* _SOURCE EXTRACT_:
IFA members in the Ulster/North Leinster region will be going to the polls over the coming weeks to elect a new chairperson for the area.

This is the only election that will take place in IFA this time around, as all other regional chairs, as well as the current national president and deputy president, were the only candidates nominated in their respective races and were thus returned unopposed.

Two candidates are in the running for the Ulster/North Leinster chairmanship: Frank Brady, former chairperson of Monaghan IFA; and John Curran, the current chairperson of Meath IFA.

Agriland spoke to both candidates to get their views on the main issues in agriculture at the moment, and what their priorities would be if elected.

In this article, we meet Frank Brady. For our article on John Curran, click here.

Brady is originally from Glenamaddy, Co. Galway. He is a commercial pig farmer (“and I intend to stay that way”) in Co. Monaghan, where he lives with his wife and four children. His farm also takes in part of Co. Cavan.

One of his main aims, he says, is attracting young farmers into IFA.

“I will be trying to get the young people coming back into IFA, and give them reasons to come back, rather than reason to go. I’d like to build a platform where we can do more on social media and all media and put out our good news stories,” Brady highlighted.

He also noted that the Ulster/North Leinster region of the IFA is understaffed at present, something that he is looking to address.

According to Brady, rural Ireland is being neglected, with developments like broadband “on the second foot”.

The former Monaghan county chair also claims that the rhetoric around farmers and climate change is wrong.

“They talk about the carbon footprint and what farmers are doing [but] farmers are doing a lot less to the carbon footprint than other sectors… In the last 30 years cattle numbers are down, but car numbers are up and air passenger numbers are up, and they say cows are the problem,” he said.

“Cows ain’t the problem. No [type of] livestock is the problem.”

He highlighted the notable drop in emissions at the start of the Covid-19 pandemic due to the decrease in car numbers and air travel.

Brady went on to argue that cars are “necessary in rural Ireland until we have a proper structure [for public transport] but we don’t have that because we are a forgotten people”.

“Instead of having us live in towns, they should concentrate on rural Ireland and make it easier and more viable for people to work from home,” he added.

“If a farmer’s daughter or son wants a site on their land, they shouldn’t have to go through hoops to get it. We’re not asking to build up rural Ireland. We’re asking to keep it going, so you can get a site that can be operational and fit for purpose and you can get planning permission.”

* _DATASET ENTRIES_:
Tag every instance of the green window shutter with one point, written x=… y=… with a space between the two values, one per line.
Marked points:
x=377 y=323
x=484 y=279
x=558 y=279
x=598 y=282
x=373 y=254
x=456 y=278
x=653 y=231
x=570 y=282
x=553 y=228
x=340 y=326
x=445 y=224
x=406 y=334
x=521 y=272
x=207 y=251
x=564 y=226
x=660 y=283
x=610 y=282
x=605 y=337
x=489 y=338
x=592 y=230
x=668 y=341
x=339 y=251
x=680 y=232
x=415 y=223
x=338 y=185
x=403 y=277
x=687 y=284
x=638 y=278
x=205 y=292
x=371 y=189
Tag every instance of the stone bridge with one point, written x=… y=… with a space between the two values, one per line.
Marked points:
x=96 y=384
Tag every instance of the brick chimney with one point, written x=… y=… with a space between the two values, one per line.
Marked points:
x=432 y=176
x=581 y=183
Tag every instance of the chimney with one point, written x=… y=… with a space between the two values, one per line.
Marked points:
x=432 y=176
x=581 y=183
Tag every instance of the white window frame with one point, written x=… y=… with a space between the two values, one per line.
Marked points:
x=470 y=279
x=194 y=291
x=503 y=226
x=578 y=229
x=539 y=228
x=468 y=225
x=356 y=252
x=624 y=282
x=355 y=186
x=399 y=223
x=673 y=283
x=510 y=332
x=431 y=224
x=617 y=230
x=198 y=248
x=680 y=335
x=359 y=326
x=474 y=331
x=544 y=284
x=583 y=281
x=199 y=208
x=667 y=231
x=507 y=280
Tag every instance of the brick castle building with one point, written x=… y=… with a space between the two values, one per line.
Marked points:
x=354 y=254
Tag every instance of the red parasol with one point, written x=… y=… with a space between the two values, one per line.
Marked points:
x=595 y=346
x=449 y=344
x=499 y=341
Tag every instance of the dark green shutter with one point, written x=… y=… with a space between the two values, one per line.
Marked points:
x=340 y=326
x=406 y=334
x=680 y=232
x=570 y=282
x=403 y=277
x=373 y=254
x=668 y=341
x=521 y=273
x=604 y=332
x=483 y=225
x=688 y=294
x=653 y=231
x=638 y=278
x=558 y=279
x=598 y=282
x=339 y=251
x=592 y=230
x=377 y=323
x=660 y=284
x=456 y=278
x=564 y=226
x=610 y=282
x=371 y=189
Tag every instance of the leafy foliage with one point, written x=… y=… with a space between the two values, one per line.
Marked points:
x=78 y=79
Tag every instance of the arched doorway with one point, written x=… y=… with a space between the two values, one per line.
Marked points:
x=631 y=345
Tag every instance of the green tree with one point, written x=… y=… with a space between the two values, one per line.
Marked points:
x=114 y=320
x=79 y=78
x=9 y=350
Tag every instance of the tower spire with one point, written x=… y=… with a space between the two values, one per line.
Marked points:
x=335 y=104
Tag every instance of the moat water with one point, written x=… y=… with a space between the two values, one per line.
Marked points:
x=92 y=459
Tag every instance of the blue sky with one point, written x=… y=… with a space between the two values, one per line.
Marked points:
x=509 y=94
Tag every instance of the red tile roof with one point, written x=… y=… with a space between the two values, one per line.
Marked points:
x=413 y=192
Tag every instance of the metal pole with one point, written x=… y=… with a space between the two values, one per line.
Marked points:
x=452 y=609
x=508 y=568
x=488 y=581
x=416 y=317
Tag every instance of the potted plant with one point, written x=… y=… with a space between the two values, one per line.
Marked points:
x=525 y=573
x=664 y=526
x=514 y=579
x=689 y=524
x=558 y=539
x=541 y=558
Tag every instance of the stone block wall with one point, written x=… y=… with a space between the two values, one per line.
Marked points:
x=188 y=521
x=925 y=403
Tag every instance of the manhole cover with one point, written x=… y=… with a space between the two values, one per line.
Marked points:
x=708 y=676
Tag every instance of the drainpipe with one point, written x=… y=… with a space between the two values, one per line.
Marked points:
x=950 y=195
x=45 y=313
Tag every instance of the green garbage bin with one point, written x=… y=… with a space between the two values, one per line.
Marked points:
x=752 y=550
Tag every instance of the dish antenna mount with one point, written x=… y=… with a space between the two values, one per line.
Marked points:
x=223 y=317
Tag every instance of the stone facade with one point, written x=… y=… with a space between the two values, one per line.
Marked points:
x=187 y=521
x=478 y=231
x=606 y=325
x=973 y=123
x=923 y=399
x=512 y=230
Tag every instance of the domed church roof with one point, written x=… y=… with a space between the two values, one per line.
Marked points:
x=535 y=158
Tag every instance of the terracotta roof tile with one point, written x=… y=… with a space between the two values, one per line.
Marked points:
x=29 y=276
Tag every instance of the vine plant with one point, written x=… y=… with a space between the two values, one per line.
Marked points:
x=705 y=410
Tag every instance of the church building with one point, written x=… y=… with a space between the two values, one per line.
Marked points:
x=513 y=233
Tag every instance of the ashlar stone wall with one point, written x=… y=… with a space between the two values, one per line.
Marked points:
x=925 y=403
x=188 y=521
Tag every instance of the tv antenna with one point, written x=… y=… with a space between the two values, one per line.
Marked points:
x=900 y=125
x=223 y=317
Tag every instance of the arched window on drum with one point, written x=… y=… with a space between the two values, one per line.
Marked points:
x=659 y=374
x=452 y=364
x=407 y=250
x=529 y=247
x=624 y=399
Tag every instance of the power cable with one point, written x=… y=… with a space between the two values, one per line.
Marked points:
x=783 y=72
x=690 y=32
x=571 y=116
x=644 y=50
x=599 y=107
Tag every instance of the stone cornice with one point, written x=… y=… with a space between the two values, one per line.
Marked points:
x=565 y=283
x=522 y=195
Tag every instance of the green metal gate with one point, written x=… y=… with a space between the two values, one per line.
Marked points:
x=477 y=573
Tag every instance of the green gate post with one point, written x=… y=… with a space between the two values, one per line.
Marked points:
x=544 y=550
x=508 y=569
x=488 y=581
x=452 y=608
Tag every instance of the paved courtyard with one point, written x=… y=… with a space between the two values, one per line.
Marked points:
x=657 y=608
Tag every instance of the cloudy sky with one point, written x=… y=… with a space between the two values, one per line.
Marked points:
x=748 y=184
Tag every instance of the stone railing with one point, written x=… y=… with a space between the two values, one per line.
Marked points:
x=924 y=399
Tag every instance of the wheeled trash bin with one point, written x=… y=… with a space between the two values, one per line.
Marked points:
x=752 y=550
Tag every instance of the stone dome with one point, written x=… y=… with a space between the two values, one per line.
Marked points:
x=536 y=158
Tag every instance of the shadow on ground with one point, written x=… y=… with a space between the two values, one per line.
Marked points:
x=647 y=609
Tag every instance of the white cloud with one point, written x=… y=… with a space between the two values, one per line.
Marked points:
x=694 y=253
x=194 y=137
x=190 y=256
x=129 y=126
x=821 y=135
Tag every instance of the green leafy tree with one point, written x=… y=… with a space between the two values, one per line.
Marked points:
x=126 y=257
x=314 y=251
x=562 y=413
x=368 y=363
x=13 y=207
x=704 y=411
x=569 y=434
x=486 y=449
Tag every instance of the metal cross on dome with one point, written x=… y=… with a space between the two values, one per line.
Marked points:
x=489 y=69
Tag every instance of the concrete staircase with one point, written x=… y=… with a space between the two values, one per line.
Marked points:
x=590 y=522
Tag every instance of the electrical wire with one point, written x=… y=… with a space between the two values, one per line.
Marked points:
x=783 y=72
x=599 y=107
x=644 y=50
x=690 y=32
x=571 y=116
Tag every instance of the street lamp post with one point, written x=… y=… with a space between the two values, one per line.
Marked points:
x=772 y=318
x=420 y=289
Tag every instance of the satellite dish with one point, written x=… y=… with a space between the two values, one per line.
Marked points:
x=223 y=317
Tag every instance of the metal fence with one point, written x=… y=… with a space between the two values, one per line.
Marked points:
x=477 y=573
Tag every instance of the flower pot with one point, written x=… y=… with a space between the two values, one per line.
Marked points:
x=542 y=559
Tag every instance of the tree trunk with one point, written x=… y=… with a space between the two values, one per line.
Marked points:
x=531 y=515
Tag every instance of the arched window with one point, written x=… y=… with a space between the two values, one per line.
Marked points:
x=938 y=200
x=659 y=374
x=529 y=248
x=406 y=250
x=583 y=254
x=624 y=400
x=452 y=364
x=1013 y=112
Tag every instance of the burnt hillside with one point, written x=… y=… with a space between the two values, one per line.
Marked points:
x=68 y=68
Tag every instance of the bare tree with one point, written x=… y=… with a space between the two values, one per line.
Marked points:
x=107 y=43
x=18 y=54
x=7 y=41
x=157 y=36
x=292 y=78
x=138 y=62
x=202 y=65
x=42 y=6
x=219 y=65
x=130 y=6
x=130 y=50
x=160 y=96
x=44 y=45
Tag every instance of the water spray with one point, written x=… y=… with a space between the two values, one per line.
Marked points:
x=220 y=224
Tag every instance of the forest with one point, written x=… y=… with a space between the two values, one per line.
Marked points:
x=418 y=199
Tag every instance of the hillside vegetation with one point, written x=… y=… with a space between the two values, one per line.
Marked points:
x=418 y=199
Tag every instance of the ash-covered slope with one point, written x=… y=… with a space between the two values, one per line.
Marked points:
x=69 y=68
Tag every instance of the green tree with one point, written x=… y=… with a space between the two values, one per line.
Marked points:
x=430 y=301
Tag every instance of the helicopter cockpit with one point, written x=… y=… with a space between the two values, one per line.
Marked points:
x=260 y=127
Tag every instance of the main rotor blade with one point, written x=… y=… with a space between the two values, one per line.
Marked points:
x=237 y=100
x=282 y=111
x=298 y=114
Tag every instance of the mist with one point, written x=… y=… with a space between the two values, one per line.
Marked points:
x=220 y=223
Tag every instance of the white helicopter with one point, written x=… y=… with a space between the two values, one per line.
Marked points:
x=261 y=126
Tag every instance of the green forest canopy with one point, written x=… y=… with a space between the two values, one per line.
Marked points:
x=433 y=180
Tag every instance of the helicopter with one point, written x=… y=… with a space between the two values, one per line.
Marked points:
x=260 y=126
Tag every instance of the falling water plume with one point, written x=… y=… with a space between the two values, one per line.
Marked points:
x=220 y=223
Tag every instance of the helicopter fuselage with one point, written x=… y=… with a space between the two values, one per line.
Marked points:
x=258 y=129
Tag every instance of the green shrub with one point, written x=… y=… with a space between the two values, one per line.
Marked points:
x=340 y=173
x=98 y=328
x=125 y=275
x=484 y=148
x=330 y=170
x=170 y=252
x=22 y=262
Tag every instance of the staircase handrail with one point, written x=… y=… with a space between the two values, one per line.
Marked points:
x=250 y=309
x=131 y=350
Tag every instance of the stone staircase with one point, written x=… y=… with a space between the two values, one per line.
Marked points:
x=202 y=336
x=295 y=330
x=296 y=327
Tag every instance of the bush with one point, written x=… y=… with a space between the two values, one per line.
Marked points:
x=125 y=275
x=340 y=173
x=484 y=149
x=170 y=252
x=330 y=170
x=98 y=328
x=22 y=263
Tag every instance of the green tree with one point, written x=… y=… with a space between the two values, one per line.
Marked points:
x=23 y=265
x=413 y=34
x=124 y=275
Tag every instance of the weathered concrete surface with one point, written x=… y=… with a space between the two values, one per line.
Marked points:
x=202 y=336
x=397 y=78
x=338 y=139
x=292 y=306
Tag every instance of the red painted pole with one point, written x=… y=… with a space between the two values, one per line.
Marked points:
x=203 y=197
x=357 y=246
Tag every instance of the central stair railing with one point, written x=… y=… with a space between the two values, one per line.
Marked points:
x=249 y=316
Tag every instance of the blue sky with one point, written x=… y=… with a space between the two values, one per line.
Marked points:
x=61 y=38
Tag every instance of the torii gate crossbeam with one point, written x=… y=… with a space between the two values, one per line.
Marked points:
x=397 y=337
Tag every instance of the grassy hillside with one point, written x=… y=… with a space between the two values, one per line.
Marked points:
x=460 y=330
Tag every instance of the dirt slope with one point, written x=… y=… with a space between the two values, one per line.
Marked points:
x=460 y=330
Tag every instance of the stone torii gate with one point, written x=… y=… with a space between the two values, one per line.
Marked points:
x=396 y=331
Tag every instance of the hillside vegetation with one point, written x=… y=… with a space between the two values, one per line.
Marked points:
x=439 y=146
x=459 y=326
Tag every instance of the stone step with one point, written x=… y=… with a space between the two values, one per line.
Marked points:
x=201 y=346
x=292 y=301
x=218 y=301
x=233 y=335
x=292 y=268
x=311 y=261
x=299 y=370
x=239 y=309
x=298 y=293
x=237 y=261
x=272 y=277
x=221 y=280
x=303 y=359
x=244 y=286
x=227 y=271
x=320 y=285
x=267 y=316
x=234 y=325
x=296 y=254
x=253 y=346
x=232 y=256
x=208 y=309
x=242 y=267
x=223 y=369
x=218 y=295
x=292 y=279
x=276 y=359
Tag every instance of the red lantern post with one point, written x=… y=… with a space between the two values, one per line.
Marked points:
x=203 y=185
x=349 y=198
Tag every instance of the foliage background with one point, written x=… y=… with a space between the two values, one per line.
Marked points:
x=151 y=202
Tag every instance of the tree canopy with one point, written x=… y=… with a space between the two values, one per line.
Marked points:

* _WHAT TO WORK ON_: Rewrite the IFA election article, beginning at the words "Agriland spoke to" and stopping after "of Co. Cavan.", and swap "Agriland" for "This outlet".

* _TASK SOLUTION_:
This outlet spoke to both candidates to get their views on the main issues in agriculture at the moment, and what their priorities would be if elected.

In this article, we meet Frank Brady. For our article on John Curran, click here.

Brady is originally from Glenamaddy, Co. Galway. He is a commercial pig farmer (“and I intend to stay that way”) in Co. Monaghan, where he lives with his wife and four children. His farm also takes in part of Co. Cavan.